• **EXERCISE INPUT**:
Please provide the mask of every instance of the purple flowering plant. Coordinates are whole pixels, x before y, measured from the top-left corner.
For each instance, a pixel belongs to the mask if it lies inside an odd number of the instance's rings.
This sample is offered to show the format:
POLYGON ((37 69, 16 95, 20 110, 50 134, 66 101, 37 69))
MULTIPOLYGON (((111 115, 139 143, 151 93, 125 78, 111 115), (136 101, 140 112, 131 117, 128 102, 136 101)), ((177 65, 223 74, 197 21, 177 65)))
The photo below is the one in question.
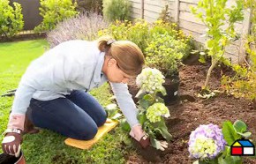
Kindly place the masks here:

• **DIRECTIONS**: Extract every row above word for word and leave out the picture.

• **FINAL RESULT**:
Please provide the mask of every instance of the purple flowering plant. Coordinates are whole pixels, x before y, measured from the top-left corner.
For each instance, a pixel belongs to the mask if it lies inside an odd number of the instance's rings.
This sample is offered to show the format:
POLYGON ((37 69, 16 95, 20 110, 50 134, 66 101, 37 69))
MULTIPOLYGON (((111 115, 139 143, 151 93, 125 78, 111 115), (136 101, 140 112, 131 117, 128 102, 136 101)), ((177 65, 223 74, 197 21, 177 65)))
The photo below is the one in question.
Kindly place the masks here:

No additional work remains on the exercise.